Task goal
Your answer should be the line containing "Labeling guideline: look at the image above and mark any curly" and every line after it to the end of the records below, word for word.

═══

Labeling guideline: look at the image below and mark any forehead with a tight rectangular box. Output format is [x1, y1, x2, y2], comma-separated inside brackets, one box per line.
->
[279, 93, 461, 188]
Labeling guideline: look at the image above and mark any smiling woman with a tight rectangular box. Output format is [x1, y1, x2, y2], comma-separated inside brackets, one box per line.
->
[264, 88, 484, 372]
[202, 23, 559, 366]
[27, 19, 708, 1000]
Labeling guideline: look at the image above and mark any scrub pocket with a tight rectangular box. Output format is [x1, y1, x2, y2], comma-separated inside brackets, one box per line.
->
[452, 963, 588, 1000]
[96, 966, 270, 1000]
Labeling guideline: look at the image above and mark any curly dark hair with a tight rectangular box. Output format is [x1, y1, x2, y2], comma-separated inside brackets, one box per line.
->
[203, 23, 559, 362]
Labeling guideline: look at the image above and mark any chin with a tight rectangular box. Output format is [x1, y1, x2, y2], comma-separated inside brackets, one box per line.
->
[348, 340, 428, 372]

═══

Answer to the exercise
Labeling guideline: look at the image above and mark any curly dark hair with a tight rectangular box. Output format is [x1, y1, x2, y2], comma-separated inside brackets, one box per line.
->
[203, 23, 559, 362]
Labeling guideline: look at the image above and mark any chin with a tight rectangular box. Output format is [x1, y1, x2, y2], comma-separated inside brackets, one box per line.
->
[348, 340, 428, 372]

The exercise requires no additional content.